Caos e retrocesso
Texto originalmente publicado como parte da reportagem especial sobre saúde indígena produzida pelo ISA em junho de 2006.
A partir de 2005 houve uma explosão nos protestos de diferentes etnias em todo o Brasil, revelando situações de abandono e descaso no atendimento das populações indígenas. Greves se sucederam nos Distritos Sanitários Especiais Indígenas (Dseis) interrompendo o atendimento das populações e permitindo que doenças antes controladas retornassem com força de epidemia. A desnutrição infantil vitima um número crescente de crianças.
A dificuldade da Fundação Nacional de Saúde (Funasa) em gerir o sistema chamou a atenção do Ministério Público Federal (MPF). No começo de 2006, o MPF criou um grupo de trabalho para investigar problemas com os convênios firmados com as organizações que realizam o atendimento local e averiguar também a excessiva burocracia da Funasa – que estaria por trás dos recorrentes atrasos nos repasses de recursos e deixaria as aldeias sem médicos ou medicamentos.

→ INSTRUÇÃO: Reproduza o texto sobre saúde indígena por inteiro, sem nenhuma alteração. As linhas não têm relação com o texto sobre saúde indígena.

→ DADOS REGISTRADOS:
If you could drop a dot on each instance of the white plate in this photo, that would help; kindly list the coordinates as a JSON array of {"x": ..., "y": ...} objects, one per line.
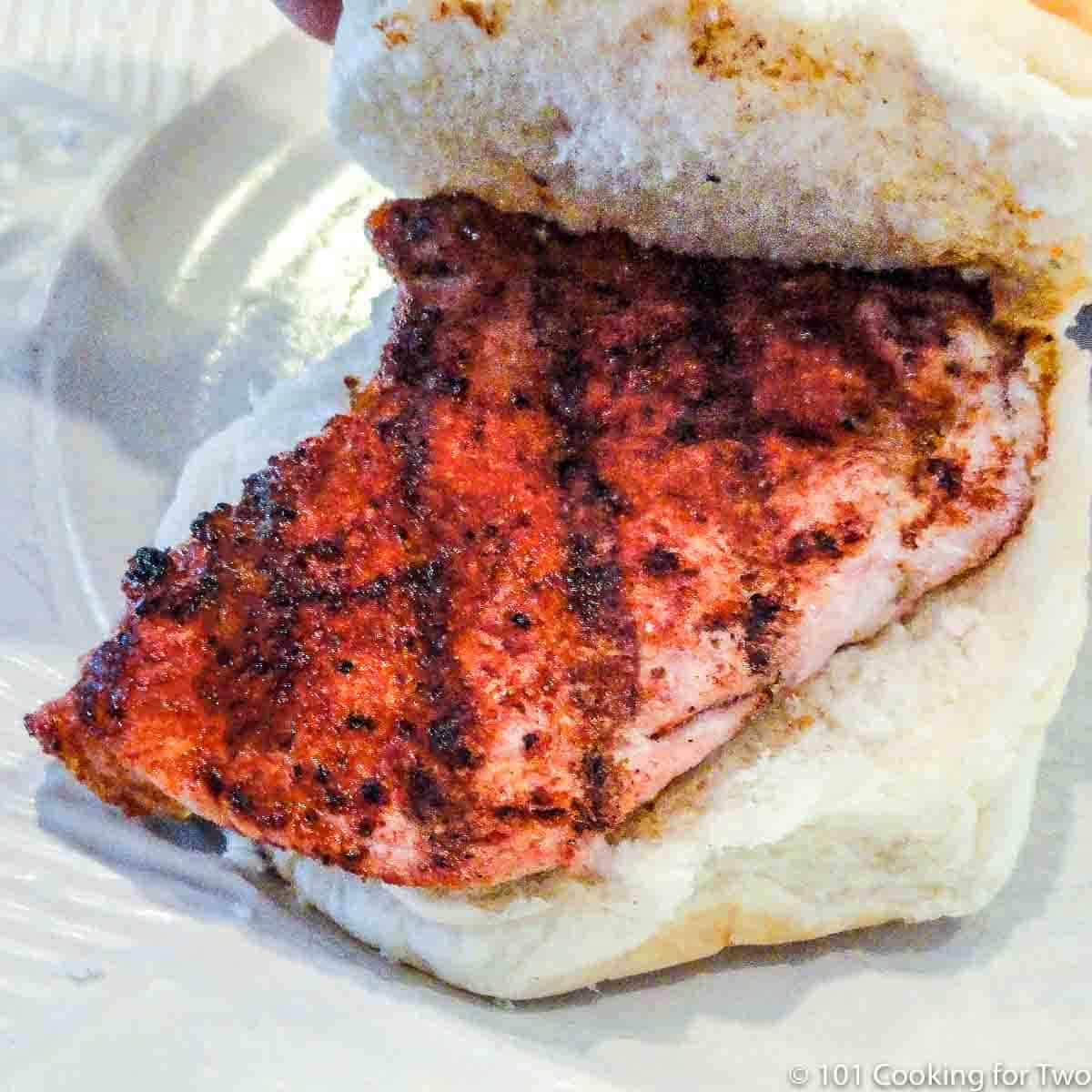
[{"x": 229, "y": 254}]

→ RESULTADO DA TAREFA:
Caos e retrocesso
Texto originalmente publicado como parte da reportagem especial sobre saúde indígena produzida pelo ISA em junho de 2006.
A partir de 2005 houve uma explosão nos protestos de diferentes etnias em todo o Brasil, revelando situações de abandono e descaso no atendimento das populações indígenas. Greves se sucederam nos Distritos Sanitários Especiais Indígenas (Dseis) interrompendo o atendimento das populações e permitindo que doenças antes controladas retornassem com força de epidemia. A desnutrição infantil vitima um número crescente de crianças.
A dificuldade da Fundação Nacional de Saúde (Funasa) em gerir o sistema chamou a atenção do Ministério Público Federal (MPF). No começo de 2006, o MPF criou um grupo de trabalho para investigar problemas com os convênios firmados com as organizações que realizam o atendimento local e averiguar também a excessiva burocracia da Funasa – que estaria por trás dos recorrentes atrasos nos repasses de recursos e deixaria as aldeias sem médicos ou medicamentos.